[Stored dataset items]
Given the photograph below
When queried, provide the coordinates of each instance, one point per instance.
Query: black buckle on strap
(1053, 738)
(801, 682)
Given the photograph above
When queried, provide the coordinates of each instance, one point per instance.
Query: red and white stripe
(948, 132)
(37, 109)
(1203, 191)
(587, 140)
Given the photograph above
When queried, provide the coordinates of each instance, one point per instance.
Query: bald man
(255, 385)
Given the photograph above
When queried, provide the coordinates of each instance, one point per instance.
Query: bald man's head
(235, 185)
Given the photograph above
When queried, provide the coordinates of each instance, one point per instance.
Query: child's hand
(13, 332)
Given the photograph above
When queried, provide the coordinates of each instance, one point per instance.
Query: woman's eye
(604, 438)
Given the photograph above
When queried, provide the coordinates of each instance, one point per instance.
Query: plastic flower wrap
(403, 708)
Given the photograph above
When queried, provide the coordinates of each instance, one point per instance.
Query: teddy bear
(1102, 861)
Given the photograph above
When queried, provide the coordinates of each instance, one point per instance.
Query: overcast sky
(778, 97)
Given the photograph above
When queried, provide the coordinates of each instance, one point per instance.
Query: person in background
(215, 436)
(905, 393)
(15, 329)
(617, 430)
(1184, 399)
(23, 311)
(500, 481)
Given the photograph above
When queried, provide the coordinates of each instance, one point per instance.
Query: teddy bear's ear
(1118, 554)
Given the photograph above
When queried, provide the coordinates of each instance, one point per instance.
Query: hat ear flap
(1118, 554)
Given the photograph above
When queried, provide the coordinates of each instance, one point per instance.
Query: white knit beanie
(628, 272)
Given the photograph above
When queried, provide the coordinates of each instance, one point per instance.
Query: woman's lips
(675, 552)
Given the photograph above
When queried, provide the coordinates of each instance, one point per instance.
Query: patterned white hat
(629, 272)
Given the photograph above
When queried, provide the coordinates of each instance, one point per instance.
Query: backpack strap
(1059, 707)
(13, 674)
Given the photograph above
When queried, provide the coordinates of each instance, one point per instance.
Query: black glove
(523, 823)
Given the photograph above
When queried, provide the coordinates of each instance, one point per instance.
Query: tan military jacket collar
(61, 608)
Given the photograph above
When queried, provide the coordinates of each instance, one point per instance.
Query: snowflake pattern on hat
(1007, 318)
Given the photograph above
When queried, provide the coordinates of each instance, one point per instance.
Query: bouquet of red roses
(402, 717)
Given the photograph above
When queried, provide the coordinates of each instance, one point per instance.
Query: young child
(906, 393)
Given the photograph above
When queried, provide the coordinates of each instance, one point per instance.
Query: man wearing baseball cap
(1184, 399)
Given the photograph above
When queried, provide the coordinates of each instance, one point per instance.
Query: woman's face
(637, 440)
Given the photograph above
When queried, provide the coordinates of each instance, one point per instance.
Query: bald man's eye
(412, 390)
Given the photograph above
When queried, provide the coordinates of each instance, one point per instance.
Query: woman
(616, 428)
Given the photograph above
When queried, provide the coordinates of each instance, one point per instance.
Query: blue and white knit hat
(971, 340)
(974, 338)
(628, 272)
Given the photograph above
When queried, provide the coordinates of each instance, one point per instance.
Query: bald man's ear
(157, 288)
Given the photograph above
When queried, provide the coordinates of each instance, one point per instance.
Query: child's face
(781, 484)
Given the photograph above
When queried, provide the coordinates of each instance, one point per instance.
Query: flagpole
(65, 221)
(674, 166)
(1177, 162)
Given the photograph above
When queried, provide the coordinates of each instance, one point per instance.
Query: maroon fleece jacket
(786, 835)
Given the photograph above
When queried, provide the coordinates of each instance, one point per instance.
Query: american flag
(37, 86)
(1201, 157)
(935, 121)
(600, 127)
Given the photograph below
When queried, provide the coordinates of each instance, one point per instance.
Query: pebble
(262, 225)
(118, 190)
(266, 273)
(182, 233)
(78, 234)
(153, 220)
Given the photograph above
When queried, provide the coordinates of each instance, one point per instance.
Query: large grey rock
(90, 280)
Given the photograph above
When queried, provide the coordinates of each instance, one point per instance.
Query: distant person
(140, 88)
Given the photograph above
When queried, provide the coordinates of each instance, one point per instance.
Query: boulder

...

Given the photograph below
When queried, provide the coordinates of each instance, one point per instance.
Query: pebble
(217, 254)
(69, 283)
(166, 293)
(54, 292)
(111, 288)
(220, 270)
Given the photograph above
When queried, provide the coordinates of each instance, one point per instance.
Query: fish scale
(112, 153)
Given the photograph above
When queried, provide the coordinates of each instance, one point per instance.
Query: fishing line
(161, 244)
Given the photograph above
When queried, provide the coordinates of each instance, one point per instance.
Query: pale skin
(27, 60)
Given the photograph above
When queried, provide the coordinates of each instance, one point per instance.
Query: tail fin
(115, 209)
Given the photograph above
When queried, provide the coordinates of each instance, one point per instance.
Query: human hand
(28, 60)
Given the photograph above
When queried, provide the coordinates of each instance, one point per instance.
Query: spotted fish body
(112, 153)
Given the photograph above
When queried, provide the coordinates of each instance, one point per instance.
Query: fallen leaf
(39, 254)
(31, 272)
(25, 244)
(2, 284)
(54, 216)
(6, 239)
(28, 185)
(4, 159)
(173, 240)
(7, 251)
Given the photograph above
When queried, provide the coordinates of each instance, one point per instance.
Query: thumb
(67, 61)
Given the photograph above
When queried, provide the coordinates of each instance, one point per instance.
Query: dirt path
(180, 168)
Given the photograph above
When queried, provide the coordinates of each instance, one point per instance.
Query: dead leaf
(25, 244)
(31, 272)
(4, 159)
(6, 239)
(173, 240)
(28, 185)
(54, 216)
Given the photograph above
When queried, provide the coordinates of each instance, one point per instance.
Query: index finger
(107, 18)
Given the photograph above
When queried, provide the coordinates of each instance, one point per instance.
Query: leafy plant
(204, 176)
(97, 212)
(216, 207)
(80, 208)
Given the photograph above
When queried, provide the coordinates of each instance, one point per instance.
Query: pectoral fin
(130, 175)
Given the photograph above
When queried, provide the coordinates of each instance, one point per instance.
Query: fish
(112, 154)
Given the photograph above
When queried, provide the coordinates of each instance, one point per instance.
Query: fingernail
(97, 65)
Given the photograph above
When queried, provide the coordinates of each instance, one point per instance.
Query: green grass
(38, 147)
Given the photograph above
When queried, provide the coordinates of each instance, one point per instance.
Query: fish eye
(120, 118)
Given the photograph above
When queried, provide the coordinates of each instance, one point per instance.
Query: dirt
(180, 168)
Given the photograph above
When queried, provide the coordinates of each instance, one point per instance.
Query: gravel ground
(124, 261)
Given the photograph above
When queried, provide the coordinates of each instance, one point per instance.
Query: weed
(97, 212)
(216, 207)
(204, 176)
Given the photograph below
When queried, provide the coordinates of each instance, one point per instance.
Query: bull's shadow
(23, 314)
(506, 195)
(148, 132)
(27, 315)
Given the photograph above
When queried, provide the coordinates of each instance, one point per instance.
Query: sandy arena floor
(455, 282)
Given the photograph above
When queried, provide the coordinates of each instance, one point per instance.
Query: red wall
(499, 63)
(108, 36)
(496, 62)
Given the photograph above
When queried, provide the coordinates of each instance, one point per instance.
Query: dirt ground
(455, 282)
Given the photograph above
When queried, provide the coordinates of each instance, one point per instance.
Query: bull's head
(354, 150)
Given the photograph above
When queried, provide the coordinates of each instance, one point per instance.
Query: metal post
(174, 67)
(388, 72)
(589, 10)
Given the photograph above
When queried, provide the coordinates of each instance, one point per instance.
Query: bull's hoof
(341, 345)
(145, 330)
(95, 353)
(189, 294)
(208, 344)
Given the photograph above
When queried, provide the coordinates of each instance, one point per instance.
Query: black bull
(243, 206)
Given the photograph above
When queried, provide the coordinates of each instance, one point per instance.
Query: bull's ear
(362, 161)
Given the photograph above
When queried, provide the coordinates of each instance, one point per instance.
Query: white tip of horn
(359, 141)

GIVEN TASK:
Which lines in the listing above contain the string "head" with matching case? Select and copy each of them.

TASK RESPONSE:
Query: bald man's head
Query: bull's head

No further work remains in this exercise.